WHAT IS REQUIRED:
Exactly and only the lines from the one with "of the child" through the end of the listing are to be transcribed, both ends included.

BEGIN DATA LINES

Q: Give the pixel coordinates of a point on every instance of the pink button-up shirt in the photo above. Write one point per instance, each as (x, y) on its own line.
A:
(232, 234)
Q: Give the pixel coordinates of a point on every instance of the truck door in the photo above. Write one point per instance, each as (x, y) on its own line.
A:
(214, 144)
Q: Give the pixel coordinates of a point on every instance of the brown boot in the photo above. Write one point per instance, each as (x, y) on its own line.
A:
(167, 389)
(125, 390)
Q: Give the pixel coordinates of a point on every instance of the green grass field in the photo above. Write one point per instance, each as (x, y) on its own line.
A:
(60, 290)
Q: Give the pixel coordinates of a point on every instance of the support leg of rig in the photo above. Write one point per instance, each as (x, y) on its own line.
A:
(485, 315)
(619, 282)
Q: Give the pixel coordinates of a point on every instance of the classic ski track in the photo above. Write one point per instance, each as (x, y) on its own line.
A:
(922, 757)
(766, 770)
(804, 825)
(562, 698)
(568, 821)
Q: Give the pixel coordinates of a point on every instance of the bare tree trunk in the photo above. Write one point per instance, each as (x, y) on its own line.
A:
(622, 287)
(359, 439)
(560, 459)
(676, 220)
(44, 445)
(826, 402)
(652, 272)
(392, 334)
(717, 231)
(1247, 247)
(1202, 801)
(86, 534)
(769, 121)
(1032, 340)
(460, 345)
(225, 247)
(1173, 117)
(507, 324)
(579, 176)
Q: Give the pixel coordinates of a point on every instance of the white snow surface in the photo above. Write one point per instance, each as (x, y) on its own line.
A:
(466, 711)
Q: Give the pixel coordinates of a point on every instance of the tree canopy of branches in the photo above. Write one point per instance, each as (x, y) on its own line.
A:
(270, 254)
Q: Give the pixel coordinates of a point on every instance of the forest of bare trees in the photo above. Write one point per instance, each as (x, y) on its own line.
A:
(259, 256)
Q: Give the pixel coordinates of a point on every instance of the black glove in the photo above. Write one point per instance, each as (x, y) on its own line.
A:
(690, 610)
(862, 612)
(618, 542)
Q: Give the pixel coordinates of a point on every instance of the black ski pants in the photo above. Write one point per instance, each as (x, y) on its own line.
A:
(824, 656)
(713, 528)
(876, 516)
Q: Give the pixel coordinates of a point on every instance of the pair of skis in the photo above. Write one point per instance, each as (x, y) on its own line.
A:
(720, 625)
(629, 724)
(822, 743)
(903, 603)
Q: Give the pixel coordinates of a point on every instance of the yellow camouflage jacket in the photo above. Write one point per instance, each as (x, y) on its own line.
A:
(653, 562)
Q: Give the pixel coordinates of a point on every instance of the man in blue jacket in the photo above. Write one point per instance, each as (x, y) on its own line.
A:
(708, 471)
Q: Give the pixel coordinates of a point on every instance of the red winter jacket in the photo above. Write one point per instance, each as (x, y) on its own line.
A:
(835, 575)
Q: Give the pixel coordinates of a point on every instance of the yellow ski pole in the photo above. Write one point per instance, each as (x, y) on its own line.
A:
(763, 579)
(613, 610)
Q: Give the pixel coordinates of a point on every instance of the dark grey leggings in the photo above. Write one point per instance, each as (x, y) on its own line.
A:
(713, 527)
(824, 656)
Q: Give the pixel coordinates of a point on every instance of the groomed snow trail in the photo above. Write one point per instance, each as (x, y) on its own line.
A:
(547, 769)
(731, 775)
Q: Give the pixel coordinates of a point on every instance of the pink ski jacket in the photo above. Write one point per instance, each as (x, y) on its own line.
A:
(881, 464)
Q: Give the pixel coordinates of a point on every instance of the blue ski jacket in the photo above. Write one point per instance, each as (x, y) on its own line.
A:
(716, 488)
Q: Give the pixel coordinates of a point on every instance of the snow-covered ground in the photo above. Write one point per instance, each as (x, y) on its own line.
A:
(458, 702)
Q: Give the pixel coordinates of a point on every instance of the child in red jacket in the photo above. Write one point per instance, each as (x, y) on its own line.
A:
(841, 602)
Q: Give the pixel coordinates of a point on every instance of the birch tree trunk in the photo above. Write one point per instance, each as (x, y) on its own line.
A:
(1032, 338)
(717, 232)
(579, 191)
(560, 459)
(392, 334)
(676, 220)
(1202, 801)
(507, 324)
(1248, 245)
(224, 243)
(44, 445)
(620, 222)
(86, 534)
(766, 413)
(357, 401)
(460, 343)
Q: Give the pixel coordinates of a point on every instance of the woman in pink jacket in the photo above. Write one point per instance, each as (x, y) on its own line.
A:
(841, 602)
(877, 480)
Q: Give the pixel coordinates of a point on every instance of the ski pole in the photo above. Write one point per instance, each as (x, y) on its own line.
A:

END DATA LINES

RESPONSE TO THE TASK:
Q: Give the pixel coordinates of a point on every instance of the child in red jacket in the photo above. Write one point per instance, each as (x, y) on its own line.
A:
(841, 602)
Q: Give the pixel coordinates of a point on every instance of the birch tree trunk in the photo above. Write one point per instance, each as (x, y) on its own line.
A:
(1032, 338)
(717, 232)
(579, 191)
(560, 459)
(392, 334)
(676, 220)
(1202, 801)
(507, 324)
(1248, 245)
(224, 243)
(44, 445)
(620, 222)
(86, 534)
(766, 413)
(357, 401)
(460, 343)
Q: Give the pixel coordinates of a point on every instance of the woman in pink jacket in the photo above. Write one point per instance, each as (x, y) on its own line.
A:
(841, 602)
(877, 480)
Q: Give the pixel coordinates of a point on every instance of the ski pole in the photo above. Write one point per instance, each as (x, y) on its own line.
A:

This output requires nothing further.